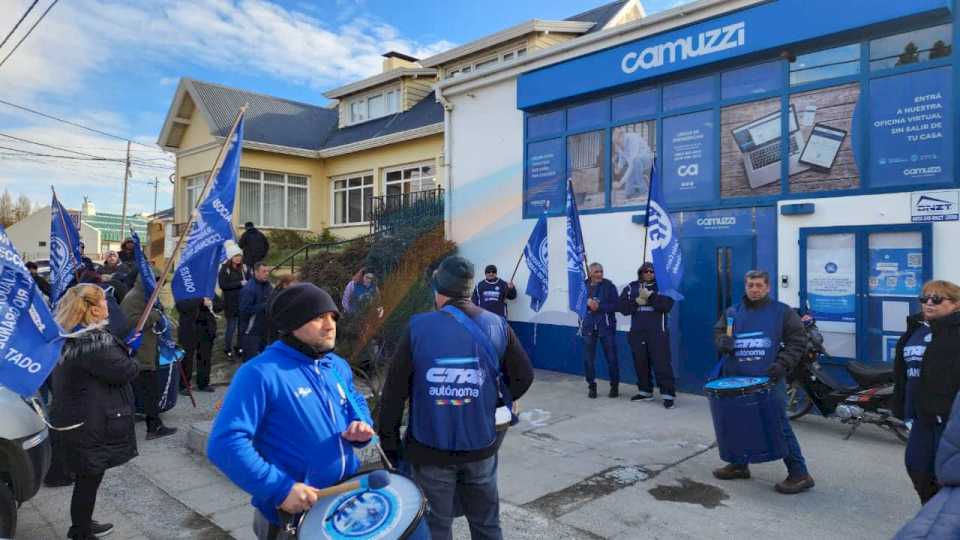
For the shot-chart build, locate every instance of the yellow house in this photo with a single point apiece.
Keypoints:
(310, 168)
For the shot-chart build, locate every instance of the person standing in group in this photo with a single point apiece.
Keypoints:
(255, 246)
(649, 338)
(196, 333)
(253, 304)
(287, 426)
(147, 385)
(927, 379)
(492, 293)
(767, 339)
(451, 444)
(600, 325)
(231, 279)
(94, 402)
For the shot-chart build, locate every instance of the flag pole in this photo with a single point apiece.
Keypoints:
(217, 163)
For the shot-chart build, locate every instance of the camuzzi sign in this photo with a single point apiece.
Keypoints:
(707, 42)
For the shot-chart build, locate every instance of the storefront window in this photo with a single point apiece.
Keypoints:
(751, 80)
(825, 160)
(688, 93)
(585, 168)
(634, 149)
(826, 64)
(636, 104)
(911, 47)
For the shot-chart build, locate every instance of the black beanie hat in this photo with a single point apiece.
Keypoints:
(454, 277)
(299, 304)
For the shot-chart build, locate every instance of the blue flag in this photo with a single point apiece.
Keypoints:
(30, 339)
(664, 244)
(64, 250)
(196, 275)
(538, 261)
(576, 258)
(165, 343)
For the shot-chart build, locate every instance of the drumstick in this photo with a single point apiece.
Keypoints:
(374, 480)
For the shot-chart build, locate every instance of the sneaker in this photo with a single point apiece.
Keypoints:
(732, 471)
(101, 529)
(795, 484)
(162, 431)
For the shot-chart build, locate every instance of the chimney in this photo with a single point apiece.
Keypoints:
(394, 60)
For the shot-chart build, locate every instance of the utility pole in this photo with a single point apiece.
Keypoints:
(126, 180)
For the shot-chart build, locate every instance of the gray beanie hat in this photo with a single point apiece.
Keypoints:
(454, 277)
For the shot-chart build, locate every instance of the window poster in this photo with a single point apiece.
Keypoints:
(911, 128)
(821, 149)
(586, 167)
(750, 149)
(634, 149)
(688, 158)
(545, 186)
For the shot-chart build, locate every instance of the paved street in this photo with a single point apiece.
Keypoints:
(573, 468)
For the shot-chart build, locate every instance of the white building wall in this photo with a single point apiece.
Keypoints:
(486, 206)
(888, 209)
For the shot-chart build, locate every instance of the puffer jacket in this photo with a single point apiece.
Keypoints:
(939, 519)
(92, 387)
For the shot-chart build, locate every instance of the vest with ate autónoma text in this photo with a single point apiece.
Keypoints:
(757, 337)
(455, 387)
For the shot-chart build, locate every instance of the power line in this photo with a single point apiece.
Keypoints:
(22, 17)
(25, 36)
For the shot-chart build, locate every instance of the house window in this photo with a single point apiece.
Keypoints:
(352, 199)
(409, 179)
(275, 200)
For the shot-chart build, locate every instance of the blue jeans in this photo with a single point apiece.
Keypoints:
(475, 484)
(609, 352)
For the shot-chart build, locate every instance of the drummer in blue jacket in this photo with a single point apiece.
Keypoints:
(773, 354)
(600, 324)
(287, 426)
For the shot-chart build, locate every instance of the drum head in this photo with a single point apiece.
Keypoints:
(384, 514)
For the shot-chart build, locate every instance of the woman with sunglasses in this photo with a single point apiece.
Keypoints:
(927, 374)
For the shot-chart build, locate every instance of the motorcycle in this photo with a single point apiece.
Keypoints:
(809, 385)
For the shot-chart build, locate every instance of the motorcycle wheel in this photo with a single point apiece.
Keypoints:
(797, 403)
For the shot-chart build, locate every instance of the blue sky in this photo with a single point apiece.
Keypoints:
(114, 66)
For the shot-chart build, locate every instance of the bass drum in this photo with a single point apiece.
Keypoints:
(393, 512)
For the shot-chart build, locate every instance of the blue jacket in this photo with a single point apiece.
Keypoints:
(604, 319)
(281, 423)
(939, 519)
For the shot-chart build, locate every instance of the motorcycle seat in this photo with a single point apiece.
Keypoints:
(869, 375)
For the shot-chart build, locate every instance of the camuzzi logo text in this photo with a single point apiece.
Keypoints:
(707, 42)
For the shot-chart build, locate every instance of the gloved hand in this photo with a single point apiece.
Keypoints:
(725, 344)
(776, 371)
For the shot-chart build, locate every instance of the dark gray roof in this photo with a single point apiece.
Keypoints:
(283, 122)
(269, 119)
(600, 15)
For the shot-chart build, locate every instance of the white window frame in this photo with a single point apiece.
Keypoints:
(287, 186)
(333, 196)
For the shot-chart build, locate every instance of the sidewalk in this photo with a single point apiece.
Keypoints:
(573, 468)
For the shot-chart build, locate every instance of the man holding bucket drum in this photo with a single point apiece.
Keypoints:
(760, 341)
(292, 414)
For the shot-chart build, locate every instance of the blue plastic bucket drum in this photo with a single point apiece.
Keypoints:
(747, 419)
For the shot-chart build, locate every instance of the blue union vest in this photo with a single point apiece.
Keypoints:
(455, 381)
(757, 335)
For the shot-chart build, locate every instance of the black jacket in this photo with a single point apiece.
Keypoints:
(518, 374)
(254, 245)
(92, 385)
(231, 282)
(940, 374)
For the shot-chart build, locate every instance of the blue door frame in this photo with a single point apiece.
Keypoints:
(862, 234)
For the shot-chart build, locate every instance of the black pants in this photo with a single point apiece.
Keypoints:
(82, 503)
(651, 353)
(147, 388)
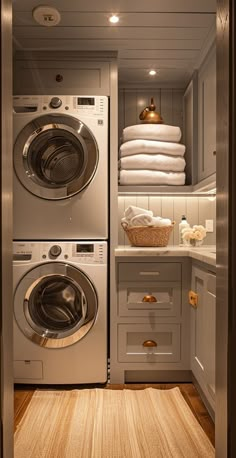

— ACTION ITEM —
Look above for the line holding "For the shot-chart build, locate every instance of the blue flag" and the line holding "For the shot-chart build, locate every instance of the sneaker", then output exactly those two lines and every line between them, nothing more.

— ANSWER SPACE —
For the shot-chart build, locate every instance of the blue flag in this photo with a single point apiece.
Keypoints:
(30, 339)
(664, 244)
(64, 250)
(196, 275)
(538, 261)
(576, 258)
(165, 343)
For the shot-chart build, locate every instance of the drumstick in this photo with a single point apiece.
Keypoints:
(374, 480)
For the shot-chart build, locate every instance of the sneaker in this photo with a single point apiece.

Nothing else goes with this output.